* RAW RECORDS *
--- begin ---

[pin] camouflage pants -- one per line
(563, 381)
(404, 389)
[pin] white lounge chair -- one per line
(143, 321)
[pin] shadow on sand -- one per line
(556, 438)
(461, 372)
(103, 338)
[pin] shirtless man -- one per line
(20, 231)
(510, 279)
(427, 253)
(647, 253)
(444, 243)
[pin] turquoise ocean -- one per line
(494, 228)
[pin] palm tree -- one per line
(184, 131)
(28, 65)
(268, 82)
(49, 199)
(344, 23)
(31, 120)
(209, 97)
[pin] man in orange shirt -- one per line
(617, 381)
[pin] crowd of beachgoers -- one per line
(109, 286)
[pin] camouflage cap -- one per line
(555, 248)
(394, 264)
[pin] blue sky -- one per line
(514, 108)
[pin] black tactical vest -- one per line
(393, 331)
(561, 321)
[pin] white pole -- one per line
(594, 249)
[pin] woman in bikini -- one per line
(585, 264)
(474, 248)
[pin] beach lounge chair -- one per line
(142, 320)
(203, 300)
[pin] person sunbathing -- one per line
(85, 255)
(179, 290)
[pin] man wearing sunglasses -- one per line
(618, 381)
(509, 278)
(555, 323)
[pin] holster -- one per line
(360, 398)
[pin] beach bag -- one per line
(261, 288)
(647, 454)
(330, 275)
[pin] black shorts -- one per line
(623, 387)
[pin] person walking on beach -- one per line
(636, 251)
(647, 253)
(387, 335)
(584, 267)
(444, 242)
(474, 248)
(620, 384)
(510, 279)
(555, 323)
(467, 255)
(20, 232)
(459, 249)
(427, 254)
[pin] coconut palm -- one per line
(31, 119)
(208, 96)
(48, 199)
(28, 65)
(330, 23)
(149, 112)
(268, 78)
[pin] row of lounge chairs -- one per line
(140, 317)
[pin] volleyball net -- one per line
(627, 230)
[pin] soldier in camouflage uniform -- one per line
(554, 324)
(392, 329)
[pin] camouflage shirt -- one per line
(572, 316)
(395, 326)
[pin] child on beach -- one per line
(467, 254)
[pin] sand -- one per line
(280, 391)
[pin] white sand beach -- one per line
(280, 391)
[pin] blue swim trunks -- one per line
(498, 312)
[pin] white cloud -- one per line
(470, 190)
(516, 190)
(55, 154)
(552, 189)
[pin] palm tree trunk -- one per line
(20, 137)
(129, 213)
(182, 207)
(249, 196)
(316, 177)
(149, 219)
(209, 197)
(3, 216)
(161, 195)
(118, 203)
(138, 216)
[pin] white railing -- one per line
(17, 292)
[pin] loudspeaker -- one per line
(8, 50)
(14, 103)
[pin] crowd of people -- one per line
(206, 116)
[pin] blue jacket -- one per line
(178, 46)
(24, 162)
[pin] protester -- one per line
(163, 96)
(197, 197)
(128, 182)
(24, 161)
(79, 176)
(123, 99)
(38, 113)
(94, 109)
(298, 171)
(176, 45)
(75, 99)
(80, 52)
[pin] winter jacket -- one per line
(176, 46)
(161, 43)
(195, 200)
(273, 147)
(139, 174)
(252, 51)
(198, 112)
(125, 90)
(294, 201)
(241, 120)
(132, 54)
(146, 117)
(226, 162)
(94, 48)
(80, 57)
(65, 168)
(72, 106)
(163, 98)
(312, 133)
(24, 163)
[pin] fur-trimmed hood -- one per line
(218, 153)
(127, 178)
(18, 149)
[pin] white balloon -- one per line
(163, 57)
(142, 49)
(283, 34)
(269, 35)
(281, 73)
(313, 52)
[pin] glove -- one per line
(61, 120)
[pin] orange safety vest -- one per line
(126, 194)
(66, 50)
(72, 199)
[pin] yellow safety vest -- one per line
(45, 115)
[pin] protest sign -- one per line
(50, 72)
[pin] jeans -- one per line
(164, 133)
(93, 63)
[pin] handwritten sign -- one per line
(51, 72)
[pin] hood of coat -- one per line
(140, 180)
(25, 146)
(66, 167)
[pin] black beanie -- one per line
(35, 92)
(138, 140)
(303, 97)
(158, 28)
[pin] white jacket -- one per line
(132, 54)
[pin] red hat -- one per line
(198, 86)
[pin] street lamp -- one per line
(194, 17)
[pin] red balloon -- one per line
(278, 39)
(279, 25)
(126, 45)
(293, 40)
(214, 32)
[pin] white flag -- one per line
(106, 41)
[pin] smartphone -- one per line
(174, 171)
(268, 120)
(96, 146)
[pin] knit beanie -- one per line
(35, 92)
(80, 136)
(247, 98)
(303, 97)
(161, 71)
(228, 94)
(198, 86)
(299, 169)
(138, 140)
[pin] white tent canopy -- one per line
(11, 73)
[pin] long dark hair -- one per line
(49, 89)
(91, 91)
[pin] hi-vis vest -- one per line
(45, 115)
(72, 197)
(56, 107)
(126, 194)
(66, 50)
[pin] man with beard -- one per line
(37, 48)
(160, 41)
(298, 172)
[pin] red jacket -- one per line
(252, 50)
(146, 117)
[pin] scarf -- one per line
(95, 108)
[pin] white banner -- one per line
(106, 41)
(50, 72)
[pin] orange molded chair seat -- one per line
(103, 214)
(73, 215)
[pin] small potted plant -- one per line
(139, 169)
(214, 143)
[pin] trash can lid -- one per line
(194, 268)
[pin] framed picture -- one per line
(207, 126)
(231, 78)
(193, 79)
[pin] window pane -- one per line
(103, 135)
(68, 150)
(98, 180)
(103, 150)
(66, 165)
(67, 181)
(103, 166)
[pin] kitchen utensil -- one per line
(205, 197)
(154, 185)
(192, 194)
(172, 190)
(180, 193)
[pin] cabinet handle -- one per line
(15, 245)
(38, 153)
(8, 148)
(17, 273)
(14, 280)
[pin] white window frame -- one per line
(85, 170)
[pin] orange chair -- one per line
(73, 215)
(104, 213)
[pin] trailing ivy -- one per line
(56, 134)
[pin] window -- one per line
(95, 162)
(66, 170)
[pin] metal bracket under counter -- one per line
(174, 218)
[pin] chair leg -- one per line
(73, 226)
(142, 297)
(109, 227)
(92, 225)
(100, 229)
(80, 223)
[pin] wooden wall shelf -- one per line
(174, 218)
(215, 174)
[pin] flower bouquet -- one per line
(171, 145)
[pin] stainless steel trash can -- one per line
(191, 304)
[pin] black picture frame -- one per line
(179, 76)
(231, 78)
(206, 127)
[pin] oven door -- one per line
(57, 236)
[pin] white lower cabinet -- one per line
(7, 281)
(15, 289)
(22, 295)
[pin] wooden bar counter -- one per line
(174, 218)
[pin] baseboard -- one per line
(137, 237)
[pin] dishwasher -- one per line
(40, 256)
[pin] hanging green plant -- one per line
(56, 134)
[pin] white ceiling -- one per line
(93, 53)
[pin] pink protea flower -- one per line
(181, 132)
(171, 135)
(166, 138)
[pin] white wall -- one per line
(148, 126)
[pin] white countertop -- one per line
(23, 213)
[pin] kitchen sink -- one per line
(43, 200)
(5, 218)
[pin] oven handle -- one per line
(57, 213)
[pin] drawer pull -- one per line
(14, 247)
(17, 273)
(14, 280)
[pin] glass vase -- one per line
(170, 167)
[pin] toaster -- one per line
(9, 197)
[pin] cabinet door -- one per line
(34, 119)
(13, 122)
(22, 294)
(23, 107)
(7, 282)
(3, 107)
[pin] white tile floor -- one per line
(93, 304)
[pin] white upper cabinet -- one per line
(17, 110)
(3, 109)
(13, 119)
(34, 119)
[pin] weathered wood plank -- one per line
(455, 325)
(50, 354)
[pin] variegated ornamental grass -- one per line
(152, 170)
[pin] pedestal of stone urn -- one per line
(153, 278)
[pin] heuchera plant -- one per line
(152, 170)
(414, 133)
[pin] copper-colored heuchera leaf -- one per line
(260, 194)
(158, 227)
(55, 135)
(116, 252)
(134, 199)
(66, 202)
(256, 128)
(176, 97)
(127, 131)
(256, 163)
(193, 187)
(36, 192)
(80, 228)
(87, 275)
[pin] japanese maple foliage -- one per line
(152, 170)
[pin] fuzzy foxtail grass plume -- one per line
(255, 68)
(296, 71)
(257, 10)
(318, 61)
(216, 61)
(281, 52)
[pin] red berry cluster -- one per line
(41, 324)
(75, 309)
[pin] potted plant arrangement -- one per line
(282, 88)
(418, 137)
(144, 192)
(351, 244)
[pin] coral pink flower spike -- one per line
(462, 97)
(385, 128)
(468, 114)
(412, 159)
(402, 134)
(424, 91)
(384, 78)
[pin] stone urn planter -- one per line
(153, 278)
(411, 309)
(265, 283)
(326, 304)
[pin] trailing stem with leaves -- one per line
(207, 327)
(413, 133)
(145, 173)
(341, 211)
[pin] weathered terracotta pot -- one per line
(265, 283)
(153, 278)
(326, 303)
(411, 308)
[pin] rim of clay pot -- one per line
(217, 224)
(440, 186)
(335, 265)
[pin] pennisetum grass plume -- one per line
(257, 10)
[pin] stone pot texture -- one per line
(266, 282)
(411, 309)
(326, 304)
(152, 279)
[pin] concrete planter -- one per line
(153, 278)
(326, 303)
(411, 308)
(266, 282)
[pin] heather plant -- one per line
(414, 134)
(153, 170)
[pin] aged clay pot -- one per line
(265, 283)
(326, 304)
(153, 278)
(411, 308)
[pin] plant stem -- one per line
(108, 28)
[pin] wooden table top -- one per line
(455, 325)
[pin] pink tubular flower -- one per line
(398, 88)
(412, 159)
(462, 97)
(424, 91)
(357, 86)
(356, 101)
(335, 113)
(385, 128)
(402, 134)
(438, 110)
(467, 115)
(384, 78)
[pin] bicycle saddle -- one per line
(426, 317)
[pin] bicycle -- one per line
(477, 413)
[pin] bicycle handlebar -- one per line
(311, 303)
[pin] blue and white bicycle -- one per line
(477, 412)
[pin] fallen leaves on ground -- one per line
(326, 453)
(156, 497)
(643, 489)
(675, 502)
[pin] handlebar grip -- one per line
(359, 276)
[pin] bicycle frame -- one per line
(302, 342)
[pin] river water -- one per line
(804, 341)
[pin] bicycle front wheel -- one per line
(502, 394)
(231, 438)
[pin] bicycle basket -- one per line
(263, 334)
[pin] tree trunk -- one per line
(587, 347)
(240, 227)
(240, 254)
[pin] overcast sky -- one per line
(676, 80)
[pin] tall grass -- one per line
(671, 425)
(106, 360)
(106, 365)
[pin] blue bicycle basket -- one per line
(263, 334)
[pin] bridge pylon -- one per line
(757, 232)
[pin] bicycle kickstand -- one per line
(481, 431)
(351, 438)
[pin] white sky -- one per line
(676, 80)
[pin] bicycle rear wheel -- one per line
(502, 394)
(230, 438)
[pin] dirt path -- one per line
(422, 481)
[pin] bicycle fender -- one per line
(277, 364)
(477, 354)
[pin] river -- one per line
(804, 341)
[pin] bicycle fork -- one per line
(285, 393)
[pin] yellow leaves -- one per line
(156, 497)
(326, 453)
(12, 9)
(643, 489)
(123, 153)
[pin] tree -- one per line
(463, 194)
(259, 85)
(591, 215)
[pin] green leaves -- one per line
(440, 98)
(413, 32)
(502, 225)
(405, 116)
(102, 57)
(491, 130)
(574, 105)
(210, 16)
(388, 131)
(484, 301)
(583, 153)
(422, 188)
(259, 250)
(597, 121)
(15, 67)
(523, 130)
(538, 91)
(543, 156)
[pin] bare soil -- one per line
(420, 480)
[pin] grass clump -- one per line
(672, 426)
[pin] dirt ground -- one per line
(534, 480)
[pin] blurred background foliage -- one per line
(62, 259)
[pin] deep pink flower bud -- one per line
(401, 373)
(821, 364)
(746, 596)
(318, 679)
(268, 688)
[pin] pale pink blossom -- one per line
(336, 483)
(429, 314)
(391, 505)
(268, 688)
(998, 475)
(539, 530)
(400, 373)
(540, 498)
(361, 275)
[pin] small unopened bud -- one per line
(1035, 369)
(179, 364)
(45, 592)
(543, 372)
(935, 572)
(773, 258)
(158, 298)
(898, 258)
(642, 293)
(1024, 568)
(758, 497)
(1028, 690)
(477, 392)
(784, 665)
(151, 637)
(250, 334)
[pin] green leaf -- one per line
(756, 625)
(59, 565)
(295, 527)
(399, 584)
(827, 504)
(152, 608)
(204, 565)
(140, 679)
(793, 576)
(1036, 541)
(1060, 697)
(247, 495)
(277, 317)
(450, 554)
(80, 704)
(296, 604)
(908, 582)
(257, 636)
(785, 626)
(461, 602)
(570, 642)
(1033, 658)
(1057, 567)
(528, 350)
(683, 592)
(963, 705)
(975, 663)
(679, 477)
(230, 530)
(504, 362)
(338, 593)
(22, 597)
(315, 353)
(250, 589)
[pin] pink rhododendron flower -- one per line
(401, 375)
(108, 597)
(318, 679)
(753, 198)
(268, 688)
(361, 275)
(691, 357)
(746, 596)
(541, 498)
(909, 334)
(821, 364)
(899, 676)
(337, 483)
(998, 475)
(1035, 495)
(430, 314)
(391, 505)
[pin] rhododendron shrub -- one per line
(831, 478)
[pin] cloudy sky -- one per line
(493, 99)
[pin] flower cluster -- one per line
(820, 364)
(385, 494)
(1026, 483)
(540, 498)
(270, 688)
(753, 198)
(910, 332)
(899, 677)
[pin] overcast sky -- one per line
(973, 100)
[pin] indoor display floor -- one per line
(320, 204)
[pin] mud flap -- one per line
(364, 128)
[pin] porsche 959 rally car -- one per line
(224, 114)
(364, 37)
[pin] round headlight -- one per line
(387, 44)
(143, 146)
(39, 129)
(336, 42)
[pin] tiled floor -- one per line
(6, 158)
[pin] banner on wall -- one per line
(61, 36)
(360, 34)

--- end ---

* EXERCISE AIM *
Word for word, quote the lines from the line containing "[pin] green leaf -- one per line" through the end of the material, both included, and nothing else.

* SOLUTION TO THIS PROBLEM *
[pin] green leaf -- one per line
(756, 625)
(59, 565)
(295, 527)
(399, 584)
(827, 504)
(152, 608)
(204, 565)
(140, 679)
(793, 576)
(1036, 541)
(1060, 697)
(247, 495)
(277, 317)
(450, 554)
(80, 704)
(296, 604)
(908, 582)
(257, 636)
(785, 626)
(461, 602)
(570, 642)
(1033, 658)
(1057, 567)
(528, 350)
(683, 592)
(963, 705)
(975, 663)
(679, 477)
(230, 530)
(504, 362)
(338, 593)
(22, 597)
(315, 353)
(250, 589)
[pin] pink rhododendron flower -- one per line
(401, 375)
(108, 597)
(318, 679)
(753, 198)
(268, 688)
(361, 275)
(691, 357)
(746, 596)
(541, 498)
(909, 334)
(821, 364)
(899, 676)
(337, 483)
(998, 475)
(1035, 495)
(430, 314)
(391, 505)
[pin] rhododendron shrub -- one per line
(831, 478)
[pin] cloudy sky -- one per line
(493, 99)
[pin] flower cluster -- one per line
(820, 364)
(385, 494)
(1026, 483)
(540, 498)
(270, 688)
(753, 198)
(910, 332)
(899, 677)
[pin] overcast sky -- one per line
(973, 100)
[pin] indoor display floor -- one per line
(320, 204)
[pin] mud flap -- one per line
(364, 128)
[pin] porsche 959 rally car -- one per line
(224, 114)
(364, 37)
[pin] round headlight -- one per line
(387, 44)
(143, 146)
(39, 129)
(336, 42)
[pin] tiled floor -- one per line
(6, 158)
[pin] banner on wall -- one per line
(61, 36)
(360, 34)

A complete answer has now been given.